The expected output is the line holding "find white number" plus every line after it through the end of the listing, copied exactly.

★ ★ ★ ★ ★

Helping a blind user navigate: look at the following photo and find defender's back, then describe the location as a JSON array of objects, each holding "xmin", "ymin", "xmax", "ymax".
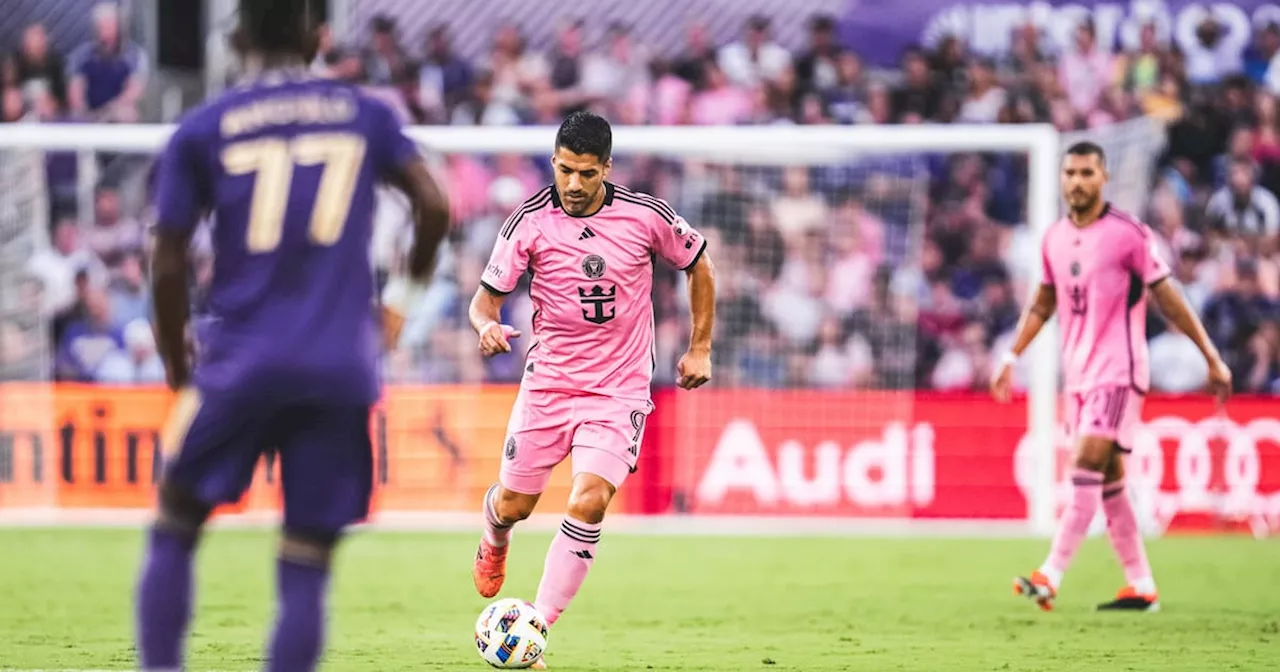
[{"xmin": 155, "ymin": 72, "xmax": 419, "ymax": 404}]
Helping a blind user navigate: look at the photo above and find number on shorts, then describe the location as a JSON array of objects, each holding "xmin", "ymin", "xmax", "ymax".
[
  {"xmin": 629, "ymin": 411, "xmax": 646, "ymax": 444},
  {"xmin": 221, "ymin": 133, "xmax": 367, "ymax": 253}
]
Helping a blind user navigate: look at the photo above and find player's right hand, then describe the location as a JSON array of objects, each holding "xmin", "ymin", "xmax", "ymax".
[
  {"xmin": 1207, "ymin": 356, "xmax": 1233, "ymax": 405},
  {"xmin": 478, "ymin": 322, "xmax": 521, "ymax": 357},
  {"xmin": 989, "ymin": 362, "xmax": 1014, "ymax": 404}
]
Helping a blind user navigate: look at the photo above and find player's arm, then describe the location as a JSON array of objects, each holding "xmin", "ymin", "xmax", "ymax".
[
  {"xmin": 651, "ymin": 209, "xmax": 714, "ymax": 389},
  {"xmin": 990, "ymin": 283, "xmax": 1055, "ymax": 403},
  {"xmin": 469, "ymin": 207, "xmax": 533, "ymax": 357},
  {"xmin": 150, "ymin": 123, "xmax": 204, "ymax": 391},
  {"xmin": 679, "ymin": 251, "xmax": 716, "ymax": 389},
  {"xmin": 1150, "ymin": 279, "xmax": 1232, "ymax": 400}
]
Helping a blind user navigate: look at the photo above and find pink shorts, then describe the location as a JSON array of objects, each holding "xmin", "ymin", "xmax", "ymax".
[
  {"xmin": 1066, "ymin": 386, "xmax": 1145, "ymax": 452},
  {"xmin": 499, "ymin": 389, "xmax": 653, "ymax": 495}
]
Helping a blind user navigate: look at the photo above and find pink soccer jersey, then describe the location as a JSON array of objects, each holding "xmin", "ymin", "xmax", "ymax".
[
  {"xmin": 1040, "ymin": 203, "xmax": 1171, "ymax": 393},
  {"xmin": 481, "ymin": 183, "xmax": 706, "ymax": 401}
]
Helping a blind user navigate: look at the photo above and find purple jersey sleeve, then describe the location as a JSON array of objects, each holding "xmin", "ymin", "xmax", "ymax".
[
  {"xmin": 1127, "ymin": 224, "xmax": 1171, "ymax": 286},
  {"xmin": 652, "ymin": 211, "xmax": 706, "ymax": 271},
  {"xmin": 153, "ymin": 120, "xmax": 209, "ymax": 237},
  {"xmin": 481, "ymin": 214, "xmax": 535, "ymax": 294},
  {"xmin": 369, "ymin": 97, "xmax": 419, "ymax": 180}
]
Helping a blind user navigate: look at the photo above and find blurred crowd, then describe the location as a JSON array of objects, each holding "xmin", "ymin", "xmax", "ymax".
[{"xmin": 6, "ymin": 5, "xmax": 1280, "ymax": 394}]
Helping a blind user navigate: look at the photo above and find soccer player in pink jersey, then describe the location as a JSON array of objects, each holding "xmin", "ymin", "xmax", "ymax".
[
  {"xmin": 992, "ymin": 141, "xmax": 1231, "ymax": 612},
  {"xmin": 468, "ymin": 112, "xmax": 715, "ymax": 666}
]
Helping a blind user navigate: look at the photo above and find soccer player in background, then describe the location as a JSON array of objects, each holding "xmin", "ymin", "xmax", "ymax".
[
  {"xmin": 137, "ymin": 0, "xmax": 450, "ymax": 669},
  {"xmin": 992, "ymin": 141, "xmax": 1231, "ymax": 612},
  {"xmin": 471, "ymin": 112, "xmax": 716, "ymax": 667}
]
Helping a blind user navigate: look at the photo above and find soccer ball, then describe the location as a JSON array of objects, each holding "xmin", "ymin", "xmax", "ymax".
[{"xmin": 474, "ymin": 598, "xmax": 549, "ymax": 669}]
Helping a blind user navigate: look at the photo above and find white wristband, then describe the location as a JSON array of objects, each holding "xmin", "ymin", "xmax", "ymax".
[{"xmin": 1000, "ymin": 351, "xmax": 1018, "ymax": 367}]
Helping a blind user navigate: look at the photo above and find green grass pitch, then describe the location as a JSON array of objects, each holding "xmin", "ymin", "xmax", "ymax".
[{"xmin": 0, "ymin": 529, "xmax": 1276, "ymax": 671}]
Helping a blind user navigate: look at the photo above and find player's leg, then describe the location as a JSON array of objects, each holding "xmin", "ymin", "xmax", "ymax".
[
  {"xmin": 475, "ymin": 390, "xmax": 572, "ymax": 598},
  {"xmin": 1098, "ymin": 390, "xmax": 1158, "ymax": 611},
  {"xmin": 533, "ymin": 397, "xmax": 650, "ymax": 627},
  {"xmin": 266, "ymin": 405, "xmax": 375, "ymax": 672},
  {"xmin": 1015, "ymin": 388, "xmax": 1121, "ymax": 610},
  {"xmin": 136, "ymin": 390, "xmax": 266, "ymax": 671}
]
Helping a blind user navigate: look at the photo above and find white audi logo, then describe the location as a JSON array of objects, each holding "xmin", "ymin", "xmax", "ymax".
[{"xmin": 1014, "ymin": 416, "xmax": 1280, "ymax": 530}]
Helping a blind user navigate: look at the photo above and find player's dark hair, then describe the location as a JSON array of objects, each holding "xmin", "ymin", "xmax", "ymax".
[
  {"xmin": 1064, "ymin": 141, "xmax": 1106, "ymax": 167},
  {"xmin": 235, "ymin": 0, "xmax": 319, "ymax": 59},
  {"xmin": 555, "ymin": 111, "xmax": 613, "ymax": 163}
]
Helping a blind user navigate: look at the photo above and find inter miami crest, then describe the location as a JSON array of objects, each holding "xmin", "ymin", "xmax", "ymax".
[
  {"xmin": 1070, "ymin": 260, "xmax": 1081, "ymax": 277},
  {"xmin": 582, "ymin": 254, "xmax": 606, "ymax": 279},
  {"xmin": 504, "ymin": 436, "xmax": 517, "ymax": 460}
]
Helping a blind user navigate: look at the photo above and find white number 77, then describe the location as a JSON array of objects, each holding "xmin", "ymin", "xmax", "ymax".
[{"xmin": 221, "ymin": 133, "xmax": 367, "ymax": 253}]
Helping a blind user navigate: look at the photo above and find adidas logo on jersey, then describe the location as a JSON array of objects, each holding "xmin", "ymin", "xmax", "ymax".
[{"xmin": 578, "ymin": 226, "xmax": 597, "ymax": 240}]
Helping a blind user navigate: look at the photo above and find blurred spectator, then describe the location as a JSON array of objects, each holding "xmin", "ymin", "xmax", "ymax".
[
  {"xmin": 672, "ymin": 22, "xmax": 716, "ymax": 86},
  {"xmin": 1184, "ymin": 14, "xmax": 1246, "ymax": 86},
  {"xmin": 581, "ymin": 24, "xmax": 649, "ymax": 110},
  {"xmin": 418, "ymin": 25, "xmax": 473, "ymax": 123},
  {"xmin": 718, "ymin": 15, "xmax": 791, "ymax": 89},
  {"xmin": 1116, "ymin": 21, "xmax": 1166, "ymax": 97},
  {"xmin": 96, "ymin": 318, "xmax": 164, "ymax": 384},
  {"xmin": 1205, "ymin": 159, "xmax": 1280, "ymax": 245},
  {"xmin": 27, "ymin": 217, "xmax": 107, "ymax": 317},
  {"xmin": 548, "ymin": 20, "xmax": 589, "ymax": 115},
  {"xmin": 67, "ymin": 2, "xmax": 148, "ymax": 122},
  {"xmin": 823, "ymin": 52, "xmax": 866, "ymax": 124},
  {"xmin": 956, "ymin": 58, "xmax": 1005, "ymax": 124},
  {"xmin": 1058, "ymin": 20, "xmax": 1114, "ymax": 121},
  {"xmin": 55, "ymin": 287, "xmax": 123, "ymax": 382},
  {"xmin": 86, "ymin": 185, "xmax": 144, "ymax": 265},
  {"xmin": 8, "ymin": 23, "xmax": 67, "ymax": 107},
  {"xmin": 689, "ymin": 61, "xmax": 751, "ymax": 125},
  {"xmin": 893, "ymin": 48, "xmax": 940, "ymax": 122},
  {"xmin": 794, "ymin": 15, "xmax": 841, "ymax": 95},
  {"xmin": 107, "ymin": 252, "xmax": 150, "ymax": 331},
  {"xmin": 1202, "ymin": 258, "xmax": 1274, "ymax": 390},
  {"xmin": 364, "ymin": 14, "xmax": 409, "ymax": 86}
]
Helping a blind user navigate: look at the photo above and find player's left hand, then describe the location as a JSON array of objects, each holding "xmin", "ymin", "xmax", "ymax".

★ ★ ★ ★ ★

Answer area
Helping a blind user navigate: look at the photo above and find white number 77, then describe the location as a JSON array of objects, each holding "xmin", "ymin", "xmax", "ymax".
[{"xmin": 221, "ymin": 133, "xmax": 367, "ymax": 253}]
Helping a blind user navigate: look at the photo above and find adidas logo on jersey, then describe the location as a JSON array of objects, each holding "xmin", "ymin", "xmax", "ymax".
[{"xmin": 578, "ymin": 226, "xmax": 597, "ymax": 240}]
Helping a blind user navigate: look at the photo above and find blurred spectator, then describe the location as a JSON array of objects, each holding "xmin", "ymin", "xmax", "ymax".
[
  {"xmin": 672, "ymin": 22, "xmax": 716, "ymax": 86},
  {"xmin": 1184, "ymin": 14, "xmax": 1246, "ymax": 86},
  {"xmin": 581, "ymin": 24, "xmax": 649, "ymax": 110},
  {"xmin": 418, "ymin": 25, "xmax": 473, "ymax": 123},
  {"xmin": 718, "ymin": 15, "xmax": 791, "ymax": 89},
  {"xmin": 1116, "ymin": 21, "xmax": 1166, "ymax": 97},
  {"xmin": 96, "ymin": 318, "xmax": 164, "ymax": 384},
  {"xmin": 1205, "ymin": 159, "xmax": 1280, "ymax": 245},
  {"xmin": 27, "ymin": 217, "xmax": 107, "ymax": 317},
  {"xmin": 548, "ymin": 20, "xmax": 589, "ymax": 115},
  {"xmin": 67, "ymin": 2, "xmax": 148, "ymax": 122},
  {"xmin": 823, "ymin": 52, "xmax": 866, "ymax": 124},
  {"xmin": 956, "ymin": 58, "xmax": 1005, "ymax": 124},
  {"xmin": 1058, "ymin": 20, "xmax": 1114, "ymax": 121},
  {"xmin": 55, "ymin": 287, "xmax": 123, "ymax": 382},
  {"xmin": 86, "ymin": 185, "xmax": 144, "ymax": 265},
  {"xmin": 8, "ymin": 23, "xmax": 67, "ymax": 107},
  {"xmin": 689, "ymin": 61, "xmax": 751, "ymax": 125},
  {"xmin": 893, "ymin": 48, "xmax": 940, "ymax": 122},
  {"xmin": 794, "ymin": 15, "xmax": 841, "ymax": 95},
  {"xmin": 107, "ymin": 252, "xmax": 150, "ymax": 331},
  {"xmin": 1202, "ymin": 258, "xmax": 1274, "ymax": 390},
  {"xmin": 364, "ymin": 14, "xmax": 409, "ymax": 86}
]
Helping a blind user navigate: look at the photo above and find player's left hand, then describe the location as a JSON array of objects, each holding "xmin", "ymin", "xmax", "ymax".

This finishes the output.